Sets are, in a way, dictionaries without values - first, they use same curly brackets, and second, their members cannot be duplicates - similar to dictionary keys. Because of that, they are handy to use for deduplication or membership tests. On top of that, sets have built-in mathematical operations, — union, intersection, difference, and symmetric difference.

As with other structures, you can create sets by either using curly brackets, or set() function:

In [52]:

names = set(['Sam', 'John', 'James', 'Sam'])
names

Out[52]:

{'James', 'John', 'Sam'}

In [54]:

other_names = {'James', 'Nikolai', 'Iliah'}

In [55]:

names.difference(other_names)

Out[55]:

{'John', 'Sam'}

elements which are either in names or other names - but not both

In [56]:

names.symmetric_difference(other_names)

Out[56]:

{'Iliah', 'John', 'Nikolai', 'Sam'}

Membership test time comparison¶

In [58]:

l = ['apple', 'banana', 'orange', 'grapefruit', 'plum', 'grape', 'pear']
s = set(l)

In [59]:

%timeit 'pear' in l

84.9 ns ± 1.99 ns per loop (mean ± std. dev. of 7 runs, 10000000 loops each)

In [61]:

%timeit 'pear' in s

31.6 ns ± 1.21 ns per loop (mean ± std. dev. of 7 runs, 10000000 loops each)

In [ ]:

As you can see, even for the short array, performance is essentially more than 2 times better. This difference will only increase on the larger arrays.

More data structures¶

Lists, tuples, dictionaries, and sets are the most popular and widespread data structures in python. However, they are not the only ones, and there are many more - even in the default python itself. As they are way more niche, we’ll cover each with a brief overview. You can find additional information in Python documentation.

Frozensets¶

In [64]:

frozenset('Hello')

Out[64]:

frozenset({'H', 'e', 'l', 'o'})

Defaultdict¶

defailtdicts live in the built-in collections module. It has a default value set up on creation - if a missing key is passed, it will return this default value instead of raising KeyError. While this behavior can be achieved through the get method of an ordinary dictionary, defaultdicts perform twice as fast on those missing values retrieval:

In [66]:

from collections import defaultdict
d = defaultdict(str)  # returns empty string as default value

In [67]:

d['name'] = 'John'

In [68]:

d['surname']

Out[68]:

''

Counter¶

In [69]:

from collections import Counter

Counter('Hello')

Out[69]:

Counter({'H': 1, 'e': 1, 'l': 2, 'o': 1})

In [70]:

c1 = Counter({'banana': 2, 'apple': 1})
c1['apple'] += 1
c1

Out[70]:

Counter({'banana': 2, 'apple': 2})

Queues¶

In [71]:

from queue import Queue

In [72]:

Q = Queue(maxsize=2)

━━━━━━━━

Instructions for the task - Write out the passage of the Python data structures text above, from "As you can see, even" up to and including "frozenset('Hello')", word for word.

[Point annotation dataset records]
━━━━━━━━

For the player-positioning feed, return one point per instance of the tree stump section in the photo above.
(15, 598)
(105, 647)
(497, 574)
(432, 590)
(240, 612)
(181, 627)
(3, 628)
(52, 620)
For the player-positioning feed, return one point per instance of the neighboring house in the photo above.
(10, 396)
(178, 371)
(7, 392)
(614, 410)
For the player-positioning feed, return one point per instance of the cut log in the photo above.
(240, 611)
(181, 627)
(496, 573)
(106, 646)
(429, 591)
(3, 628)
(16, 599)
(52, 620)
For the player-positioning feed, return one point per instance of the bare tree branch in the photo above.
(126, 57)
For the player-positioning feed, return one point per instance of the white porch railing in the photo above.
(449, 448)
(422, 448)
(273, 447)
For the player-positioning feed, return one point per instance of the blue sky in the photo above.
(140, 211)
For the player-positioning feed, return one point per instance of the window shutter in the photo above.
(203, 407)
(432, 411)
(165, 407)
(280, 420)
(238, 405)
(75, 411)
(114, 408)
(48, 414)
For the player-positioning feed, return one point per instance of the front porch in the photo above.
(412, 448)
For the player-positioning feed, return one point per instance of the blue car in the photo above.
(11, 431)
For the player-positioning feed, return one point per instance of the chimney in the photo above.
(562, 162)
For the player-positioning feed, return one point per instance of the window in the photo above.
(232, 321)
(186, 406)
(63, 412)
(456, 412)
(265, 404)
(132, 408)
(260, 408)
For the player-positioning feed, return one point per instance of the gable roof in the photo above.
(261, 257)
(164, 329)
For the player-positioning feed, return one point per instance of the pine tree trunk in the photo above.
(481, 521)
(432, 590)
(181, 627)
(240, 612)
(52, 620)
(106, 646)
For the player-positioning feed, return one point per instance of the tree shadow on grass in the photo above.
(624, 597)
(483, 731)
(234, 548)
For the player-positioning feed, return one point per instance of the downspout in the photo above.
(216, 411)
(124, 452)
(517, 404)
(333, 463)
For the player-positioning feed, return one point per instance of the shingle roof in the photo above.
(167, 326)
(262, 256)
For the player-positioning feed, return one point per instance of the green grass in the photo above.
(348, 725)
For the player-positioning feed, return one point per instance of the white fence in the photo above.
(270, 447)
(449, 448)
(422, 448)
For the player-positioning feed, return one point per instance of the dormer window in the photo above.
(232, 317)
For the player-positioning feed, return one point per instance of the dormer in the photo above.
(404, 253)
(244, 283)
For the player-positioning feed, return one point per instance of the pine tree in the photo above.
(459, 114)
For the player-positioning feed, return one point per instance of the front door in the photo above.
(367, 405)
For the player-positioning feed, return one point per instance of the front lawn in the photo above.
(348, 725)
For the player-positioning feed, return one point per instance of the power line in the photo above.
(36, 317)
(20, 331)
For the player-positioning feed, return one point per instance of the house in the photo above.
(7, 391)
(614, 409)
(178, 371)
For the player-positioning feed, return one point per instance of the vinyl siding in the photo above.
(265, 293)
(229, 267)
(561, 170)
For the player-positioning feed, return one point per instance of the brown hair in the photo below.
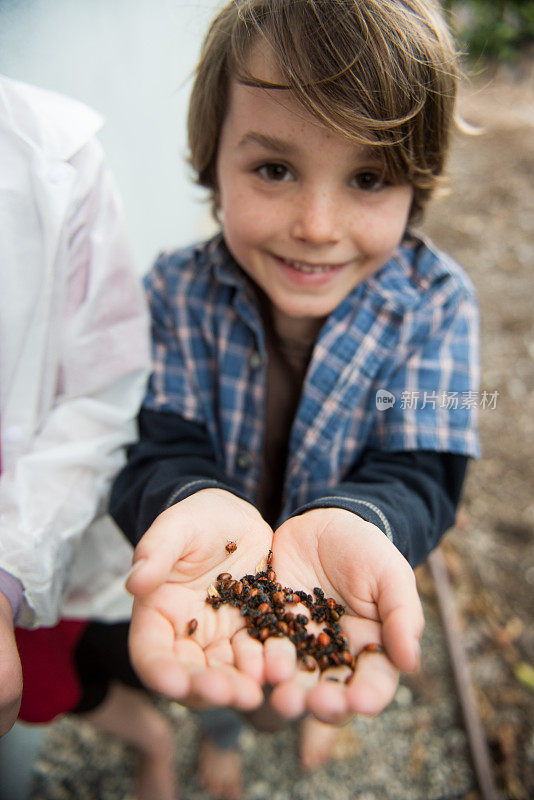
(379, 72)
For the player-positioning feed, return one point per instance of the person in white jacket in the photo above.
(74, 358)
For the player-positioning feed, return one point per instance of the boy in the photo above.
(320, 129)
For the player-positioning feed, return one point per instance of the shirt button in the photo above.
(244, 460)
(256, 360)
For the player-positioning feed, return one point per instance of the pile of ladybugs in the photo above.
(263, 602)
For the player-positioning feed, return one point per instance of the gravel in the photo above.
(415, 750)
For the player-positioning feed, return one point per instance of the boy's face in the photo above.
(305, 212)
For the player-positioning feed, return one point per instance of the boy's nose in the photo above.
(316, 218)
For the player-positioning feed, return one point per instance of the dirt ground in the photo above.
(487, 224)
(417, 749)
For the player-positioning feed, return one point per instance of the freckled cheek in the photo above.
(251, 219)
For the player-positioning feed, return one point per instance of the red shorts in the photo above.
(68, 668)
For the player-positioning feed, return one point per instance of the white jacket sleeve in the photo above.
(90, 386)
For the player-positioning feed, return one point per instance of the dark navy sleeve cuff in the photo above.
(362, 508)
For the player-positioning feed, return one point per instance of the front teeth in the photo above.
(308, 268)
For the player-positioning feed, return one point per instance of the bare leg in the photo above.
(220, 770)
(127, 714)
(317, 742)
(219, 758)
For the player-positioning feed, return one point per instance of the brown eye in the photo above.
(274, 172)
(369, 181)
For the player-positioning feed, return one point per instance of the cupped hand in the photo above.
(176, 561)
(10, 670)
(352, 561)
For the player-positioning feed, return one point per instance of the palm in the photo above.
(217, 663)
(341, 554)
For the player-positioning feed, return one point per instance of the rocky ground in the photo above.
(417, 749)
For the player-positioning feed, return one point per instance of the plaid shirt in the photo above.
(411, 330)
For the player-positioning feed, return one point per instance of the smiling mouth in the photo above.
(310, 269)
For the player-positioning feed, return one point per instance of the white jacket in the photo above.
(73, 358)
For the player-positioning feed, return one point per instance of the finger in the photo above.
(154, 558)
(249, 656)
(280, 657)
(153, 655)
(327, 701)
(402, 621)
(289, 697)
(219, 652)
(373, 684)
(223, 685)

━━━━━━━━

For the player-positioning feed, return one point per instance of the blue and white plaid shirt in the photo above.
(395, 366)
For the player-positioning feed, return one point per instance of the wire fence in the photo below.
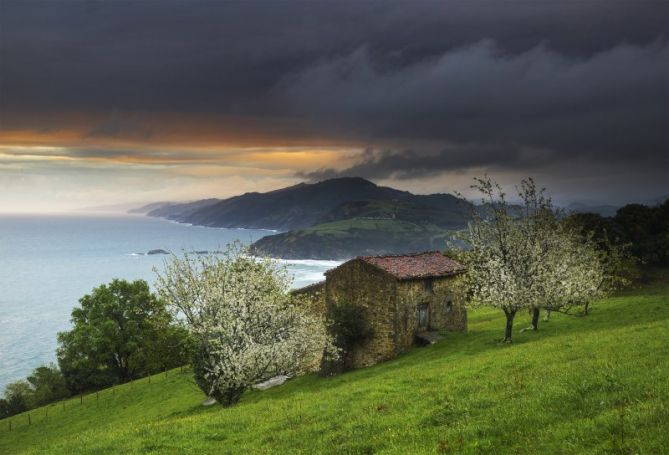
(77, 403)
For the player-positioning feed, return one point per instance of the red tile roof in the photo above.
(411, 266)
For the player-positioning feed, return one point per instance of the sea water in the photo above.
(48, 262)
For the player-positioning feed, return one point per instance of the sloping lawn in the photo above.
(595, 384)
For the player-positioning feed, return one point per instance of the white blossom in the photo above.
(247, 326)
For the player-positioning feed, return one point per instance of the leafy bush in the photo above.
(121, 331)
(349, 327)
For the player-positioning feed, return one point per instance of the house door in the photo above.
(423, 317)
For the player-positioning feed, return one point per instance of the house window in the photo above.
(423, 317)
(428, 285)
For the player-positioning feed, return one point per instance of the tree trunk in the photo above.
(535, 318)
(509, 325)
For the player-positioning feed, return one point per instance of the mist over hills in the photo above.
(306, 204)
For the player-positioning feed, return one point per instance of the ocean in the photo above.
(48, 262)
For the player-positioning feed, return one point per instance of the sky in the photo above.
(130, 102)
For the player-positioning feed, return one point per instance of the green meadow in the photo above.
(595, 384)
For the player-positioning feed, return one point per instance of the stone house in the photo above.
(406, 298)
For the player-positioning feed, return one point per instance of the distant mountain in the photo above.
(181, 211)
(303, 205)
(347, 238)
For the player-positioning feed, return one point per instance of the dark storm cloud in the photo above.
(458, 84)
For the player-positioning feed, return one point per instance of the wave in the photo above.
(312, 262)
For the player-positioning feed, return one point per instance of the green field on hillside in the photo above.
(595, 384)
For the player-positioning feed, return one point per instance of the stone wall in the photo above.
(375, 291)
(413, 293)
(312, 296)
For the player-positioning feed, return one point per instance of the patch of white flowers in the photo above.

━━━━━━━━

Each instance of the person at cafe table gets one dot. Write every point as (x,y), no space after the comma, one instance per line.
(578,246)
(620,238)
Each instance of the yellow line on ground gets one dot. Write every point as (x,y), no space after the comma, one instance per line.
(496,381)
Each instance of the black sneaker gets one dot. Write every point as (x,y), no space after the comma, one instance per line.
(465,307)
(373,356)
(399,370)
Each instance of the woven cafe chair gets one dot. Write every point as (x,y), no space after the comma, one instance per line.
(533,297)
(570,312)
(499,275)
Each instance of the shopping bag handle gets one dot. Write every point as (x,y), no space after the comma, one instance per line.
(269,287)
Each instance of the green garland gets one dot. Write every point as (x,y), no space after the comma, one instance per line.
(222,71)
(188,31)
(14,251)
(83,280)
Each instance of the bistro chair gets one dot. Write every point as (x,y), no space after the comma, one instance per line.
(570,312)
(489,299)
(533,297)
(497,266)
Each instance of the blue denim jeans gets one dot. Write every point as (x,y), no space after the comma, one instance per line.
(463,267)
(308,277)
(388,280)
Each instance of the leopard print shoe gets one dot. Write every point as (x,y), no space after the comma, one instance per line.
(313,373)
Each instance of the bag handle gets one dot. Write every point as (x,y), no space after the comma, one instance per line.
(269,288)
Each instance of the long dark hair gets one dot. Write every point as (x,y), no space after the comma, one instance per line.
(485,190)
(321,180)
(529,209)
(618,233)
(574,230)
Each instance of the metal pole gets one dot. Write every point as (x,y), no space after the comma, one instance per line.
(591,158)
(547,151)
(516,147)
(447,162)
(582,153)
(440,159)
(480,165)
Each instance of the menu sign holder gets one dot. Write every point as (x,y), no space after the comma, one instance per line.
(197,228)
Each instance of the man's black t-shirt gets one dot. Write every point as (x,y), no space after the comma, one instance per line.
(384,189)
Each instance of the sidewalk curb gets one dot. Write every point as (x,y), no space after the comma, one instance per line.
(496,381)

━━━━━━━━

Result -
As you can see, even for the short array, performance is essentially more than 2 times better. This difference will only increase on the larger arrays.

More data structures¶

Lists, tuples, dictionaries, and sets are the most popular and widespread data structures in python. However, they are not the only ones, and there are many more - even in the default python itself. As they are way more niche, we’ll cover each with a brief overview. You can find additional information in Python documentation.

Frozensets¶

In [64]:

frozenset('Hello')